Le paradoxe du terme est qu'historiquement, le préfixe « jay- » est d'abord apparu pour désigner les conducteurs automobiles incompétents, soit jaydrivers. Un article du Junction City Union daté du est intitulé The Jay Driver et s'étonne du nombre de conducteurs ne sachant pas se comporter correctement au volant. En octobre de la même année, The Kansas City Star réplique avec un article évoquant les jaywalkers. En l'occurrence, il s'agit du piéton causant une gêne aux autres piétons et non impliqué dans un conflit avec l'automobile ou même présent sur la chaussée[10].

Dans les textes de lois, c'est ce terme qui est employé, spécifiant que le piéton a un droit d'accès à la chaussée restreint dans l'espace — aux seuls passages piétons —, dans son trajet — seul la traversée orthogonale de la rue est envisagée —, enfin dans le temps — lorsque le signal l'y autorise —[11].

Conséquences[modifier | modifier le code]

Durant le reste du XXe siècle et le début du XXIe, lors d'un accident impliquant d'une part un véhicule motorisé et d'autre part un piéton ou un cycliste, les enquêtes de police aboutissent généralement à une responsabilité de ce dernier, alors qu'il subit les dommages les plus graves, et souvent la mort. Parallèlement, un automobiliste ayant enfreint la loi et de ce fait ayant mis en danger la vie, blessé ou même tué des piétons ou des cyclistes est peu susceptible d'être inculpé, à moins d'être ivre ou de commettre un délit de fuite[4].

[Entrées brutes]
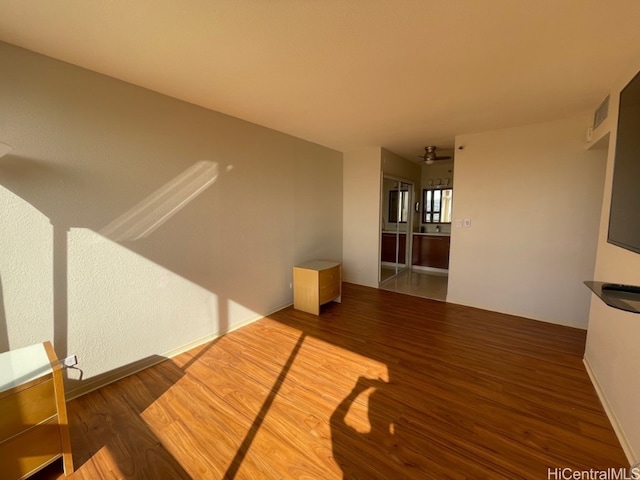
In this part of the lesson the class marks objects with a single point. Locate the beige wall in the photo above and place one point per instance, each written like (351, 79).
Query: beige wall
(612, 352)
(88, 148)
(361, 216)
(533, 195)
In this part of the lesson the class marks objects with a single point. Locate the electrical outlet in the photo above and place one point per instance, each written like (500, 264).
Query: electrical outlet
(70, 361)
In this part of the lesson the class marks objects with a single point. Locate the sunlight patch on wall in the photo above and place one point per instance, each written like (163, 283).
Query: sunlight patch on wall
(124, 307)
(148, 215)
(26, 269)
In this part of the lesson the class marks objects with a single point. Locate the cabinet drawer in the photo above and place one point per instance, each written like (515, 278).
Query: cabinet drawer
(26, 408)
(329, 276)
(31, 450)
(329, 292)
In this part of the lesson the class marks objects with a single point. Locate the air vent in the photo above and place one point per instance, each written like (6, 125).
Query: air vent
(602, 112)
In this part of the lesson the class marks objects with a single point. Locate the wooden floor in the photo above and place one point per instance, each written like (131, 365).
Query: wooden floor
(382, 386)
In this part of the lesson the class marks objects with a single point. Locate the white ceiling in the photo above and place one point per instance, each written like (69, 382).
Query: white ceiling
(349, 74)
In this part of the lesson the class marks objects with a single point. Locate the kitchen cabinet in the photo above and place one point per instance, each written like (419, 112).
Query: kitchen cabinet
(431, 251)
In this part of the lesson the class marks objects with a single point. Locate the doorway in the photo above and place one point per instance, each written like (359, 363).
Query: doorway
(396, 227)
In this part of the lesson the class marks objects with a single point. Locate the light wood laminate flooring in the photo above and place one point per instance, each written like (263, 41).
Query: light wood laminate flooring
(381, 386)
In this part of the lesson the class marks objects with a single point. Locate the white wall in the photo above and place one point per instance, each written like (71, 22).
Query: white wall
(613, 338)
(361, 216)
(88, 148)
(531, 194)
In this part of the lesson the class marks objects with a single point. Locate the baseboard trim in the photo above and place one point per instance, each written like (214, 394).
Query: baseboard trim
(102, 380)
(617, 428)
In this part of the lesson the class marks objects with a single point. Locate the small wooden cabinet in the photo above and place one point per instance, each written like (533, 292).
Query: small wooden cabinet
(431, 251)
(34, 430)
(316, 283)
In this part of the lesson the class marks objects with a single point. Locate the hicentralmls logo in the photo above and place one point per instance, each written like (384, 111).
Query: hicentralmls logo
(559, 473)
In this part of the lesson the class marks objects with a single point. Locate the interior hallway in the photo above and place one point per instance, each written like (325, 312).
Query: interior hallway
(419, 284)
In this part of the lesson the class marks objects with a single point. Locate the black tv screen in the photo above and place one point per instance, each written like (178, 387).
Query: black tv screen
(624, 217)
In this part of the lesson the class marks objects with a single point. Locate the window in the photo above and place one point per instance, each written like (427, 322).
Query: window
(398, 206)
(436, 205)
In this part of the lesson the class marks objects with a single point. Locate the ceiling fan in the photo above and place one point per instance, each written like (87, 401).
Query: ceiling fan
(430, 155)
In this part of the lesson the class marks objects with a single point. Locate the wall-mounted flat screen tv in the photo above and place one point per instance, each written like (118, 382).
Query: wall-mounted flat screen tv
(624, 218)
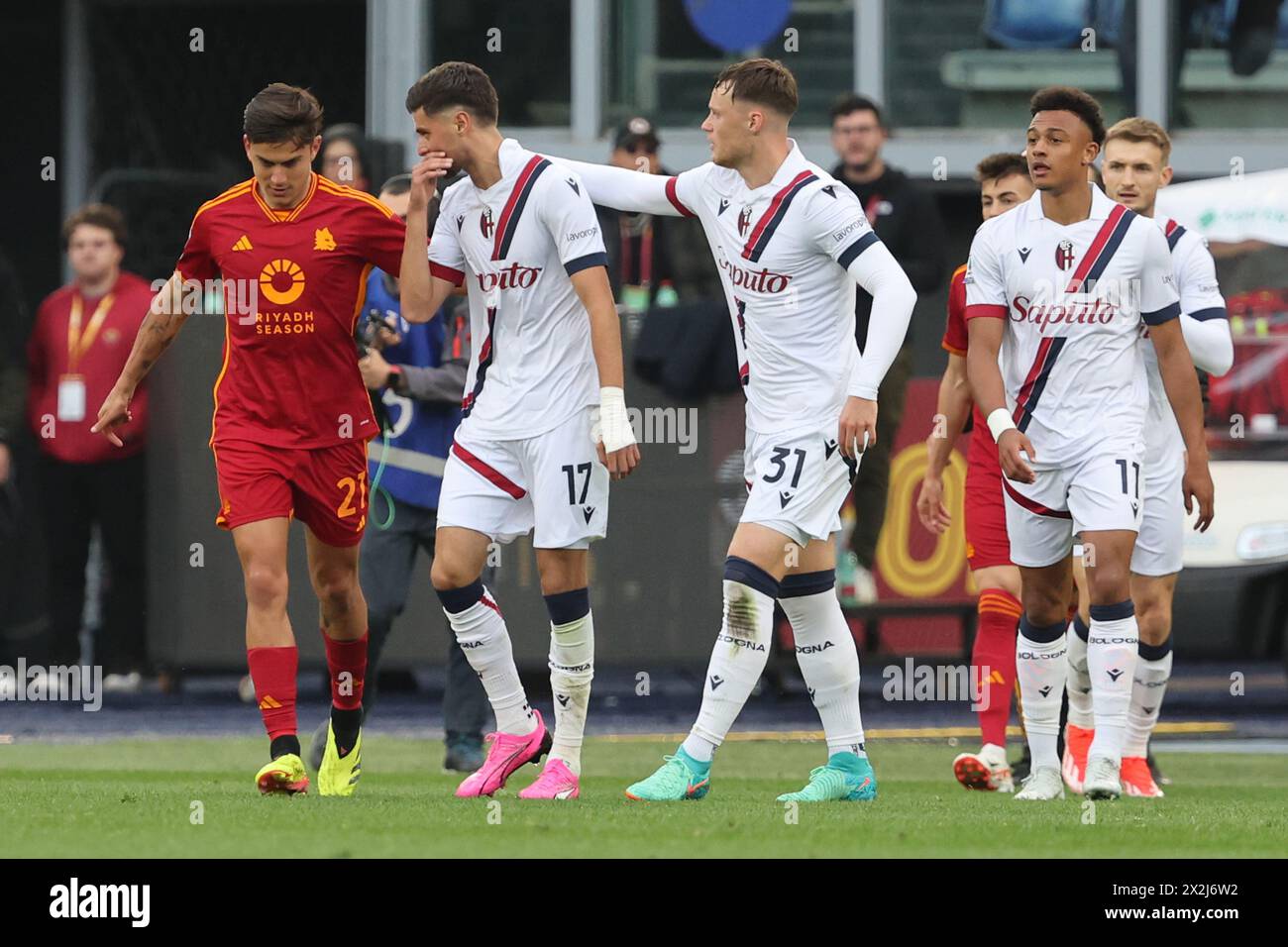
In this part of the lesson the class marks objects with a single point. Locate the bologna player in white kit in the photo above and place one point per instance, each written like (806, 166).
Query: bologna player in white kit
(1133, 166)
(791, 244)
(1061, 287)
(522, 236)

---

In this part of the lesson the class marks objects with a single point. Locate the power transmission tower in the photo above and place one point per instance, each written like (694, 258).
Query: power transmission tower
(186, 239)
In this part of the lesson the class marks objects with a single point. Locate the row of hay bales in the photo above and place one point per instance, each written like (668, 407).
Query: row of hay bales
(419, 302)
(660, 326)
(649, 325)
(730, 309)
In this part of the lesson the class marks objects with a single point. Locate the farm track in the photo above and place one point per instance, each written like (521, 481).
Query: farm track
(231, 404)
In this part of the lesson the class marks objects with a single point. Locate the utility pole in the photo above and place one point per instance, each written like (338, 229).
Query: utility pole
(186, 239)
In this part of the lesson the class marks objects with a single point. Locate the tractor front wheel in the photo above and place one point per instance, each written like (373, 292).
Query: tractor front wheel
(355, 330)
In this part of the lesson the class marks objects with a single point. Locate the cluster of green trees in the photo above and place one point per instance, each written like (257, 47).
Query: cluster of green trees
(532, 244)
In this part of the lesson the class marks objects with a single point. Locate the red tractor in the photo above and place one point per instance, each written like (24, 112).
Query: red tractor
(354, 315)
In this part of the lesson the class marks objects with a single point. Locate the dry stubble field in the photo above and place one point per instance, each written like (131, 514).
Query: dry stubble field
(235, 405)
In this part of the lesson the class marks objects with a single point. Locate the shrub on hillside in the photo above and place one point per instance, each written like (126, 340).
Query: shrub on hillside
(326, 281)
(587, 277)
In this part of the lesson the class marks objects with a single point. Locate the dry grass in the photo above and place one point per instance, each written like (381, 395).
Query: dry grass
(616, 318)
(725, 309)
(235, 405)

**CONSIGNES DE L'EXERCICE**:
[1] Reproduisez à l'identique le passage de l'extrait qui s'ouvre sur les mots contenant "Dans les textes" et se clôt sur "signal l'y autorise —[11].".
[2] Repérez chaque ligne des entrées où figure le mot "electrical", puis recopiez-les toutes.
L'extrait et les entrées proviennent de sources distinctes.

**RÉPONSES ATTENDUES**:
[1]
Dans les textes de lois, c'est ce terme qui est employé, spécifiant que le piéton a un droit d'accès à la chaussée restreint dans l'espace — aux seuls passages piétons —, dans son trajet — seul la traversée orthogonale de la rue est envisagée —, enfin dans le temps — lorsque le signal l'y autorise —[11].

[2]
In this part of the lesson the class marks objects with a single point. Locate the electrical outlet in the photo above and place one point per instance, each written like (500, 264).
Query: electrical outlet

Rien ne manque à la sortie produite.